RECORDS PROVIDED:
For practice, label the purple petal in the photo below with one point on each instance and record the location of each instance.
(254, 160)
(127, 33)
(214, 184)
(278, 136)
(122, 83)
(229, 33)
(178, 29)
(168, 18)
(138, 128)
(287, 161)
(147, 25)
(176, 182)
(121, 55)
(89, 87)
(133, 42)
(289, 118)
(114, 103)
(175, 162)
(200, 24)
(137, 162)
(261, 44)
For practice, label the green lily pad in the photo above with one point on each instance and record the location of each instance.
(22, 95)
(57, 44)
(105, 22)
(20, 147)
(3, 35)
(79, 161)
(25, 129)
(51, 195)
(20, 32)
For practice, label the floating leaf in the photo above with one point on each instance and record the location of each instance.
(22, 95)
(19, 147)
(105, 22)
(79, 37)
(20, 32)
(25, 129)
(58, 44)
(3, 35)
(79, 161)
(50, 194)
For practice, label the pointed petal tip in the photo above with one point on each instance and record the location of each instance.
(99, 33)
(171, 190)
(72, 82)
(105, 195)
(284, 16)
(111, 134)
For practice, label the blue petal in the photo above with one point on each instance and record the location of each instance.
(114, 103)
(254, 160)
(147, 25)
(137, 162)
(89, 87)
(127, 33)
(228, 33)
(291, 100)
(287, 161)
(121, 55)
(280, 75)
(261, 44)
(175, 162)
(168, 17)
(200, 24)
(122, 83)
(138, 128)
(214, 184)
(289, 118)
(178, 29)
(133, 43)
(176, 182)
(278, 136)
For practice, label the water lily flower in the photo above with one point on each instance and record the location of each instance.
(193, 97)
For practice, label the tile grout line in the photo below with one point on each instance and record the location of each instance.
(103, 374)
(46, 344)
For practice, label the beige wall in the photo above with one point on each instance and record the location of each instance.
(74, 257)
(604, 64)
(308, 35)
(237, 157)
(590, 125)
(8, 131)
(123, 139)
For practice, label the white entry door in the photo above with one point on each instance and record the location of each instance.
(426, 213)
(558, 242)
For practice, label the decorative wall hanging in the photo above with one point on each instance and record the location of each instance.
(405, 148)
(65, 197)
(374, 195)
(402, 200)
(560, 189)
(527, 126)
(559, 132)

TASK GOAL:
Line by line, retype all the entries exactly as they are shown.

SOLUTION FOR THIS TASK:
For practice, label the purple petal in the photo below with one point on each instance and record the location of each instance.
(254, 160)
(127, 33)
(214, 184)
(278, 136)
(122, 83)
(229, 33)
(178, 29)
(168, 18)
(138, 128)
(287, 161)
(147, 25)
(176, 182)
(121, 55)
(89, 87)
(133, 42)
(289, 118)
(114, 103)
(175, 162)
(200, 24)
(137, 162)
(261, 44)
For practice, label the green lily pad in the photo above with one point on each instance and record the location of each instance.
(22, 95)
(57, 44)
(105, 22)
(20, 147)
(3, 35)
(79, 161)
(25, 129)
(51, 195)
(20, 32)
For practice, label the floating leaf in the photo above with one point on each instance and record the location of each instance.
(22, 95)
(19, 147)
(105, 22)
(79, 37)
(20, 32)
(25, 129)
(58, 44)
(3, 35)
(79, 161)
(50, 194)
For practice, label the pointed petal tip in the photo above with one point on each instance and record the location of each instance.
(99, 33)
(171, 190)
(72, 82)
(105, 195)
(284, 16)
(111, 134)
For practice, label the blue petal in the photo above with one point on each instance and record the location of each instance.
(114, 103)
(254, 160)
(147, 25)
(137, 162)
(89, 87)
(127, 33)
(228, 33)
(291, 100)
(287, 161)
(121, 55)
(280, 75)
(261, 44)
(175, 162)
(168, 17)
(200, 24)
(122, 83)
(138, 128)
(214, 184)
(289, 118)
(178, 29)
(133, 43)
(176, 182)
(278, 136)
For practice, label the water lily flower in the photo above with one point on each instance and record the location of each instance.
(193, 97)
For practice, label the tile grout line in the photo below with one point on each instance and record the location of each instance.
(103, 374)
(46, 344)
For practice, label the beige wall in the photo above with one point on each instance and record the location of each instance.
(74, 257)
(604, 64)
(308, 35)
(237, 157)
(590, 125)
(8, 131)
(123, 139)
For practice, label the white entry door in the photo above with one point on each instance and record the location of each instance.
(426, 213)
(558, 242)
For practice, label the decorative wall hanging in the photo above with one point on each instance and record the location of each instance.
(405, 148)
(65, 197)
(374, 195)
(402, 200)
(560, 189)
(527, 126)
(559, 132)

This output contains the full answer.